[Listed entries]

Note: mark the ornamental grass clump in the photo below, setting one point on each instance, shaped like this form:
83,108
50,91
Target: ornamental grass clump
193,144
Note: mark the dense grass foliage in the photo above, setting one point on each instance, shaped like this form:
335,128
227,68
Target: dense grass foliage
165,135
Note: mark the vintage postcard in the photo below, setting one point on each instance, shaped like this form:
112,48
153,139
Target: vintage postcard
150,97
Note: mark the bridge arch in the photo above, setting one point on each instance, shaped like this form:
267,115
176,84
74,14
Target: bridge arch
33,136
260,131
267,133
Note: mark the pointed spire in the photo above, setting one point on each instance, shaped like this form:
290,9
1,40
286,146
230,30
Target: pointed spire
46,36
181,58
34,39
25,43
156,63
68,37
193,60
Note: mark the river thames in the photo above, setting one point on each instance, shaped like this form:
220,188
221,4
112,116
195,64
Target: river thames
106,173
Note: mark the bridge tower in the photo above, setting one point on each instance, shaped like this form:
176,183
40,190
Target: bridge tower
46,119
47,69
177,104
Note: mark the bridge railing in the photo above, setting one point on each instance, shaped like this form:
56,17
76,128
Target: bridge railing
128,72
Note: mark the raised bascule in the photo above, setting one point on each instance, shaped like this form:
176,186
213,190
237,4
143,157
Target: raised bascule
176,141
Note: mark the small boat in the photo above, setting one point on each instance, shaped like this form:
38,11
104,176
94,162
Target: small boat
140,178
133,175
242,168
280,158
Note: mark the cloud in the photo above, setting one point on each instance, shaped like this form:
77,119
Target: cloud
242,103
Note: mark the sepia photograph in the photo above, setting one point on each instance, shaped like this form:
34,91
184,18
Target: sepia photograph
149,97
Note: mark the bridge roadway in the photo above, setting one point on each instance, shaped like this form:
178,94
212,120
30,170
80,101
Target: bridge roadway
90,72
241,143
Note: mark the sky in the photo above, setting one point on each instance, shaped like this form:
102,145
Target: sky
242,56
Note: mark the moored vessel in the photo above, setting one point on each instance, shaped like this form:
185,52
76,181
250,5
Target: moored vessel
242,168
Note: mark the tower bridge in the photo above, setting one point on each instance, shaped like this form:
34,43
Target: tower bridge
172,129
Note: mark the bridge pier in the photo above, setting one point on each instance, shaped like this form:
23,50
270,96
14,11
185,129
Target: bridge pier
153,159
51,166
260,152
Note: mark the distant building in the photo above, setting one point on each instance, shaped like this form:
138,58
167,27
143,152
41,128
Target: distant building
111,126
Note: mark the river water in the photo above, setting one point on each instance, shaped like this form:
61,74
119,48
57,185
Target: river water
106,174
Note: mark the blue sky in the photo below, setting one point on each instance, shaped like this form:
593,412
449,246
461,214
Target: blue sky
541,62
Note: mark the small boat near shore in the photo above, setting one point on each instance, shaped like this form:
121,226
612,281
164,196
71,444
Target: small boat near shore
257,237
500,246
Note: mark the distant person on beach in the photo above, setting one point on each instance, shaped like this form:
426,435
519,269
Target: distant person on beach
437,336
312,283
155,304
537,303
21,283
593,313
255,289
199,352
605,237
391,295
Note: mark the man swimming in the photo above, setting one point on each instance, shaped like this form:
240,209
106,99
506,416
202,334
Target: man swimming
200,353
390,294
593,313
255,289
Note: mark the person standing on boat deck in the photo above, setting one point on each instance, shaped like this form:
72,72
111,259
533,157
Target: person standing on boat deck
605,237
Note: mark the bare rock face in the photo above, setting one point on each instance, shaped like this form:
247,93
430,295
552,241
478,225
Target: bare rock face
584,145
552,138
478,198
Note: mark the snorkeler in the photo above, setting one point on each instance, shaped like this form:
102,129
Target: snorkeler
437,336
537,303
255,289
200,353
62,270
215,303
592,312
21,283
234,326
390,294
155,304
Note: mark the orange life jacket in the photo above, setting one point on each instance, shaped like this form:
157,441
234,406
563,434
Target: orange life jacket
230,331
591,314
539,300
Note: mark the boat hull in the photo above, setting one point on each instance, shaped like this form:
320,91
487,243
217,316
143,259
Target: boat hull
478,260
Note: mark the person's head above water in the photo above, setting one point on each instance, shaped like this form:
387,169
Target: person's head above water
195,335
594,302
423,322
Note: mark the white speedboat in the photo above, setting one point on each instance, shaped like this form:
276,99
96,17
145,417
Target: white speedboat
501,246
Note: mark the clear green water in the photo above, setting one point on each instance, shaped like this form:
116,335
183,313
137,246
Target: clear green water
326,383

[/Listed entries]

**Task description**:
The full set of entries above needs to be restated word for word.

**Exercise response**:
Note: mark the ornamental grass clump in the photo below, setting one point on each instance, shaped like this form:
83,108
50,91
Target: ornamental grass clump
193,144
Note: mark the dense grass foliage in the photo above, setting one point on each instance, shaped like this form:
335,128
227,68
Target: dense grass foliage
165,135
Note: mark the vintage postcard in the photo below, setting one point on each instance, shaped like this form:
112,48
153,139
Target: vintage postcard
150,97
Note: mark the bridge arch in the photo above, setting one point on each instance, shaped like this form:
267,115
176,84
74,14
Target: bridge arch
33,136
260,131
267,133
Note: mark the pointed spire in the photo above, setting one point on each instance, shaped like this form:
290,9
1,40
286,146
230,30
Target: pointed spire
46,36
181,58
34,39
25,43
156,63
68,37
193,60
Note: mark the river thames in the photo above, setting one point on each instance, shaped like this form:
220,188
221,4
112,116
195,64
Target: river thames
106,173
Note: mark the bridge tower in the photo above, setting one point on each instance, shaped like this form:
176,183
40,190
Target: bridge tower
46,119
47,69
177,104
Note: mark the bridge railing in the photo above, setting one point on each instance, shaped like this form:
56,17
76,128
Target: bridge railing
128,72
Note: mark the raised bascule in the photo above, setting one point on each instance, shaped like this form:
176,186
213,190
237,4
143,157
Target: raised bascule
176,141
Note: mark the small boat in the photo above, setting one point on each instance, shaped like this form:
38,11
104,176
94,162
Target: small boat
140,178
133,175
242,168
280,158
Note: mark the cloud in the photo above, setting one point on each instance, shaped like this form:
77,119
Target: cloud
242,103
Note: mark the sepia photograph in the photo above, setting one point on each instance, shaped like this form:
34,91
184,18
Target: sepia photograph
149,97
Note: mark the bridge roadway in the photo above, setting one point on each instance, shaped like this form:
178,94
212,120
30,170
80,101
Target: bridge roadway
90,72
241,143
Note: mark the sky in the photo above, setting one point on each instance, shaped like this form:
102,145
Target: sky
242,56
Note: mark the moored vessel in the photo above, setting one point on each instance, shaped like this form:
185,52
76,181
250,5
Target: moored vessel
242,168
Note: mark the tower bridge in the photo above, setting one point on each instance, shaped like this form:
34,43
Target: tower bridge
172,129
Note: mark the bridge pier in the photo above, setting one point on each instance, shaped like this form:
23,50
270,96
14,11
185,129
Target: bridge pier
153,159
51,166
260,152
Note: mark the distant building in the photo above, setting one point on each instance, shaped like this form:
138,58
167,27
143,152
41,128
Target: distant building
111,126
Note: mark the river water in the photo above, setting one point on each instance, shaped like this form:
61,74
119,48
57,185
Target: river water
106,174
Note: mark the blue sky in the photo below, setting one point on each instance, shaped like this form:
593,412
449,246
461,214
Target: blue sky
541,62
Note: mark the small boat near shore in the photo above, setting one point on each instance, shaped like this form:
121,226
612,281
164,196
71,444
Target: small boat near shore
257,237
500,246
Note: mark the distant person on beach in the photo above, setting one point on each instance, shaped like this form:
426,435
519,269
Target: distant person on beach
437,336
312,283
155,304
537,303
21,283
593,313
255,289
199,352
605,237
391,295
Note: mark the man swimming in the photo above, setting one point on each instance, shaped like this form:
240,209
106,99
506,416
202,334
Target: man swimming
200,353
390,294
593,313
255,289
Note: mark the person standing on boat deck in the photo above, setting one point on each instance, shaped like this form:
72,72
111,259
533,157
Target: person standing on boat deck
605,237
Note: mark the bare rock face in the photo above, setting one point on each instance, shaped like this form:
247,93
430,295
552,241
478,225
Target: bare rock face
584,145
552,138
478,198
Note: mark the snorkeler in the photo above, setting one point on each instance, shaped like this form:
102,129
Target: snorkeler
437,336
537,303
255,289
200,353
62,270
215,303
592,312
21,283
234,326
390,294
155,304
Note: mark the orange life jacket in the photo above, setting one point on each instance, shaped like this form:
157,441
234,406
563,434
Target: orange life jacket
230,331
591,314
539,300
Note: mark the boat hull in the photo above, setting one point on each instance, shaped like this form:
320,91
487,243
217,316
143,259
Target: boat hull
478,260
Note: mark the person's head above water in the photo above, setting one point on each instance, shaped like this form:
387,169
Target: person's head above water
195,335
594,302
423,322
Note: mark the white speedboat in the photo above, setting one point on each instance, shaped like this form:
276,99
96,17
145,417
Target: white speedboat
501,246
Note: mark the clear green water in the photo above, setting one point on each instance, shaped like this form:
116,335
183,313
137,246
Target: clear green water
326,383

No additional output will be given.